Stated task
Reproduce the listing below without any change.

Object pointing dataset rows
---

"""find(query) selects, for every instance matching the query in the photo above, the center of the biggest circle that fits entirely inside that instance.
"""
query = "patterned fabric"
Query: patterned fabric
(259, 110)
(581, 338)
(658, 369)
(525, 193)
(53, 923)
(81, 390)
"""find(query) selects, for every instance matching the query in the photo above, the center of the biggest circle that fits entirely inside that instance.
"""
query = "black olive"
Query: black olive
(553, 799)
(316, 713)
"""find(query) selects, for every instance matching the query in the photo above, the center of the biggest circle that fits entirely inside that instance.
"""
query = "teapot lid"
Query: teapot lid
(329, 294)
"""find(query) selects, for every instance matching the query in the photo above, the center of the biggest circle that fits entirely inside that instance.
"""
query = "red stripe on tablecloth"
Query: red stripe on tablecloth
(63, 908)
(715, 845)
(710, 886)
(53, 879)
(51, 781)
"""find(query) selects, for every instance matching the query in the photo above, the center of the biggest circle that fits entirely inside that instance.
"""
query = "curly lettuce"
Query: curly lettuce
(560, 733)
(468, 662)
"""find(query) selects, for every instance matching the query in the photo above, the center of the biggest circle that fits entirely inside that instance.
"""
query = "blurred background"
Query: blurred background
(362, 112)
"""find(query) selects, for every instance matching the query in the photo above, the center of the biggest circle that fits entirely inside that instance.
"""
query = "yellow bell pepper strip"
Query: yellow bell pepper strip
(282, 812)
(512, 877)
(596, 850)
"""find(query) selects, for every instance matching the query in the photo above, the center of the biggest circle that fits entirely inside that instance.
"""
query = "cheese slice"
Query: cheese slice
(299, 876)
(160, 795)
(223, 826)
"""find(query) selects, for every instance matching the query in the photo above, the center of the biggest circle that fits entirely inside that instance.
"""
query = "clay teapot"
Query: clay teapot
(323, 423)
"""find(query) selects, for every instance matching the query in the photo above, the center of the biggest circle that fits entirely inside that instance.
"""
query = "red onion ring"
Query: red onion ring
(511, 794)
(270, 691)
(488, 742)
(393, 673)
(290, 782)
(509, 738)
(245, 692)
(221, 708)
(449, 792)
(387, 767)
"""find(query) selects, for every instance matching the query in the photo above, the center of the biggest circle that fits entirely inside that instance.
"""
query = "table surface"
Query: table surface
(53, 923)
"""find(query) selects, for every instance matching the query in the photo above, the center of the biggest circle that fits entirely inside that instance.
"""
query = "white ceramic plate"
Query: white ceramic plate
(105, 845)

---

Result of the task
"""find(query) selects, for every instance matching the query in the photo above, the center of the biggest circle that fits entirely inside that instance.
"""
query = "patterned fabric"
Query: patterned fabric
(259, 110)
(581, 338)
(658, 369)
(525, 193)
(53, 923)
(81, 390)
"""find(query) selects, for every instance matching the query in the photo above, the center of the biggest circle that fits entirely inside that instance.
"""
query = "black olive"
Query: black olive
(553, 799)
(316, 713)
"""find(query) selects, for every instance matching the query in the photo above, the center of the biggest circle that fits entirely inside that instance.
"""
query = "teapot lid"
Query: teapot lid
(329, 294)
"""find(query) selects, for every instance matching the query in the photo above, the center of the biggest circle that fits entirely inside that instance.
"""
query = "red stripe on tablecloth"
Query: red stripe on tablecloth
(63, 908)
(715, 845)
(710, 886)
(53, 879)
(51, 781)
"""find(query) selects, for every instance matching the query in the photo above, the center of the biggest circle that fits entirely inside that instance.
"""
query = "curly lettuce"
Query: curly lettuce
(560, 733)
(468, 662)
"""find(query) selects, for every instance matching the query in the photo above, the center of the biggest circle that fits entirely inside that instance.
"""
query = "blurred background"
Query: blurred background
(362, 112)
"""find(query) selects, for every instance matching the query in the photo above, the center of the biggest circle that fits entirely inside that instance.
"""
query = "yellow bell pepper strip"
Query: yellow bell pepper strip
(282, 812)
(512, 877)
(596, 850)
"""find(query) selects, for every instance matching the query in the photo above, the center of the biggest circle that fits entirely inside that instance.
"""
query = "cheese slice"
Query: cheese slice
(299, 876)
(160, 795)
(223, 826)
"""find(query) selects, for every instance matching the query in the photo above, the center of the biggest circle that fits entirely inside that instance.
"""
query = "clay teapot"
Query: clay teapot
(323, 423)
"""find(query) selects, for every instance matching the query in the photo above, the center of the biggest circle that fits entirely inside that instance.
"""
query = "red onion ring"
Query: red onion ring
(511, 794)
(270, 691)
(488, 742)
(393, 673)
(290, 782)
(509, 738)
(245, 692)
(221, 708)
(449, 792)
(387, 767)
"""find(query) selects, for every instance matching the query in the photo above, the center of the biggest circle that fits entirely inside that instance.
"""
query = "table surface"
Query: table surface
(53, 923)
"""find(query) selects, for every instance matching the query in the photo above, the center of the biggest circle that fits entirely inside that instance.
"""
query = "white ceramic plate"
Query: white ceramic plate
(105, 845)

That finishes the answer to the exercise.